7月26日に台湾で行われた大規模なリコール投票は、結果が「25対0」となり、国民党の立法委員は1人もリコールされず、新竹市長の高虹安氏も安定した勝利を収めた。投票結果が発表されると、立法院前で開かれたリコール推進グループの開票イベントは重苦しい空気に包まれ、多くの若者が涙を流し、抱き合って泣き崩れた。
頼清徳総統の指示で民進党は公民団体への最大限の支援を表明していたが、投票当夜、党秘書長の林右昌氏は「単純に政党間の勝敗として見ないでほしい」と述べるにとどまった。翌日には聯電創業者の曹興誠氏が「8月23日のリコールでは民進党に頑張ってもらいたい」と語ったが、結果に落胆したボランティアにとっては曖昧な対応に映った。
総統で民進党主席の頼清徳は直ちに動かず、4日後にようやく市民団体に謝罪した。(写真/民進党提供)
リコール結果に深い失望 民進党の反応は冷淡 開票直後、リコール活動グループは激しい感情を見せたものの、SNSでは互いを励ます投稿が続いた。しかし実際には「崩壊文」があふれ、失望を受け入れられない声が目立った。投票直後、「移民」が台湾全土でGoogle検索の急上昇ワードとなり、翌未明にはようやく熱が収まった。

設問 ::
1 > リコール投票の記事によると、民進党が公民団体への最大限の支援を表明していたのはなぜですか。一文から三文で説明してください。
2 > リコール投票の記事を最後の文の直後から再開し、続きを書いてください。
ここから先の資料は、リコール投票の記事とは関係がありません。

データセットの項目:

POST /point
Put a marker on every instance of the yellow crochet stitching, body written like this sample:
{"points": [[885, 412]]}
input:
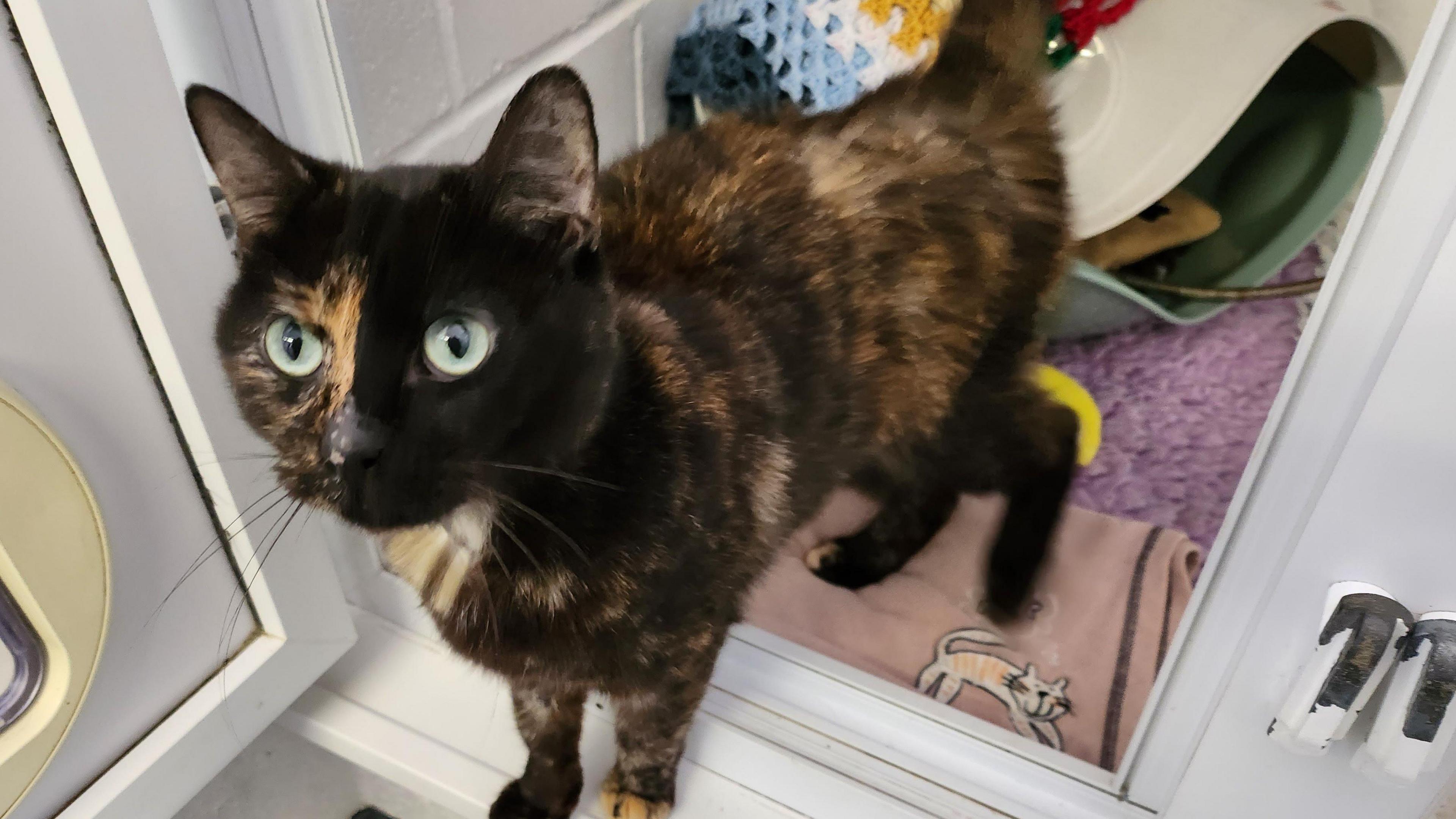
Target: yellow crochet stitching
{"points": [[924, 19]]}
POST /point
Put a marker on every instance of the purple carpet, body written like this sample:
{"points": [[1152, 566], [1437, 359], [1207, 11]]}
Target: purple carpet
{"points": [[1181, 409]]}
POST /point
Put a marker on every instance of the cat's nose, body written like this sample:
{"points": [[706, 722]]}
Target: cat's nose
{"points": [[351, 438]]}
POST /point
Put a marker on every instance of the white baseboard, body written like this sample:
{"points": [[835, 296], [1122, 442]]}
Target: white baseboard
{"points": [[405, 709]]}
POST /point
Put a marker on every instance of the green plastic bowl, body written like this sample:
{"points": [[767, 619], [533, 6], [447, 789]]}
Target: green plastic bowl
{"points": [[1277, 177]]}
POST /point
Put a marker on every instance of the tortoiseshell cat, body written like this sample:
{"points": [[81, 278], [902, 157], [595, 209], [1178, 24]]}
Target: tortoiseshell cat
{"points": [[584, 410]]}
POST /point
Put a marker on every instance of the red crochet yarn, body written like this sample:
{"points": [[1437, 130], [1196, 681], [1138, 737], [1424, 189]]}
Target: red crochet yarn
{"points": [[1083, 18]]}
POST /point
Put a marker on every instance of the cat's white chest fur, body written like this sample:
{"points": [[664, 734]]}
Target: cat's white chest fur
{"points": [[436, 559]]}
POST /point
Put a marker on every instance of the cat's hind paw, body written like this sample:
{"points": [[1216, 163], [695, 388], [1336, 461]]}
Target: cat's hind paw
{"points": [[622, 805]]}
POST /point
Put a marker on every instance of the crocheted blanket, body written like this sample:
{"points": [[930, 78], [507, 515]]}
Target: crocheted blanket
{"points": [[816, 55], [825, 55]]}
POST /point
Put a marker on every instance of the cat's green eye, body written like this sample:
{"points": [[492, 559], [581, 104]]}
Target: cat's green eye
{"points": [[455, 346], [293, 347]]}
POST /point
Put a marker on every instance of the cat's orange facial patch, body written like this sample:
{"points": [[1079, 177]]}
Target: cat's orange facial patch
{"points": [[333, 305]]}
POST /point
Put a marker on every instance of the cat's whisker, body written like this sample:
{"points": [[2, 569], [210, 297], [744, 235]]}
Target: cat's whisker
{"points": [[542, 519], [555, 474], [519, 544], [216, 545]]}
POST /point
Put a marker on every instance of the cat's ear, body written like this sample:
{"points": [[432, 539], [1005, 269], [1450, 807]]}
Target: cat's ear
{"points": [[542, 161], [261, 177]]}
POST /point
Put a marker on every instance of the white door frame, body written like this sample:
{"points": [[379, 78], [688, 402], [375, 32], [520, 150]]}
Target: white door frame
{"points": [[105, 79]]}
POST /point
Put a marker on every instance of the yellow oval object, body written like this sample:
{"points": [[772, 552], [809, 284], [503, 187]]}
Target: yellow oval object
{"points": [[1076, 398]]}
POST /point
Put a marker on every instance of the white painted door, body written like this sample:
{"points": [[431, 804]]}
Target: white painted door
{"points": [[1387, 514], [113, 263]]}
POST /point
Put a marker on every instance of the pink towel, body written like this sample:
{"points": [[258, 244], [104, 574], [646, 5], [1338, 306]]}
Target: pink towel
{"points": [[1072, 674]]}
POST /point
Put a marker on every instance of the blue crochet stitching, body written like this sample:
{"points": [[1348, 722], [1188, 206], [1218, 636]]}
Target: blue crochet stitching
{"points": [[753, 55]]}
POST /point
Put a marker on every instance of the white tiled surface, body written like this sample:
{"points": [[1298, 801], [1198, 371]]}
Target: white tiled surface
{"points": [[417, 71], [282, 776], [490, 36], [395, 68]]}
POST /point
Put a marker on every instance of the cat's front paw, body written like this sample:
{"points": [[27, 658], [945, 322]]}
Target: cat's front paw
{"points": [[833, 563], [621, 803], [513, 805]]}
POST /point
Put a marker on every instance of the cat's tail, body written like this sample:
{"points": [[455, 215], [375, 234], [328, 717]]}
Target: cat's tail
{"points": [[977, 636], [993, 49]]}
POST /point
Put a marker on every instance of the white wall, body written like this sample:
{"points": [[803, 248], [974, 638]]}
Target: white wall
{"points": [[427, 79]]}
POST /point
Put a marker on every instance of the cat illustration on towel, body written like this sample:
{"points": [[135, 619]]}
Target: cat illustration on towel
{"points": [[1033, 704]]}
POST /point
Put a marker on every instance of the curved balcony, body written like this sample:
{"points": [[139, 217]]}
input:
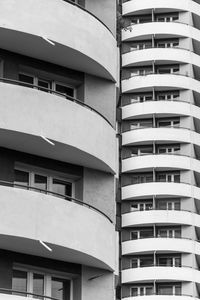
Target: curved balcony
{"points": [[135, 275], [161, 134], [46, 31], [161, 297], [143, 190], [63, 225], [137, 6], [175, 217], [160, 162], [163, 55], [77, 134], [160, 108], [160, 29], [166, 81], [182, 245]]}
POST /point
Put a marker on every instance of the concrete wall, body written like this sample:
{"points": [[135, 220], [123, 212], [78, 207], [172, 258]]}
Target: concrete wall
{"points": [[102, 9], [101, 95], [99, 190], [99, 288]]}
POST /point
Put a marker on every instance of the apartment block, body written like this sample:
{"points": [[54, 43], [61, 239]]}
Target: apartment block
{"points": [[58, 149]]}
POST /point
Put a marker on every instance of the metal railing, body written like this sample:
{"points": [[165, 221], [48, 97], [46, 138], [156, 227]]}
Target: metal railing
{"points": [[157, 47], [47, 90], [16, 292], [161, 181], [150, 265], [150, 154], [129, 27], [128, 239], [156, 127], [156, 73], [157, 100], [44, 191], [158, 208], [160, 294]]}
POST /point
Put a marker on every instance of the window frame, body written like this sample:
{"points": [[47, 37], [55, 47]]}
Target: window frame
{"points": [[51, 82], [49, 176], [48, 275]]}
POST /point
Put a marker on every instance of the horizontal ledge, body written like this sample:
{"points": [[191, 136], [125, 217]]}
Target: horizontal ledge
{"points": [[44, 219]]}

設問ごとの回答 ::
1 > 頼清徳総統の指示があったためです。

2 >
投票2日後、林右昌氏は秘書長辞任の意向を表明。4日後、頼清徳氏は中央常務委員会で支持者と公民団体に謝罪したが、対応は遅く、危機管理の鈍さが際立った。前年の選挙惨敗時に蔡英文前総統が即座に党主席を辞任したのと比べ、明暗は鮮明だった。
リコール活動の中心人物である周庭諭氏は「1年間の活動で、ボランティアも私自身も心身の回復と専門医の助けを必要としている」と投稿。王鴻薇委員リコール運動を担った活動家も「私は本当に崩壊した」と述べ、家では涙しながらもカメラの前では人々を励まさねばならなかったと明かした。「できるだけ早くカウンセリングを受ける。それが私の課題だ」と訴え、心理的防御の崩壊が浮き彫りとなった。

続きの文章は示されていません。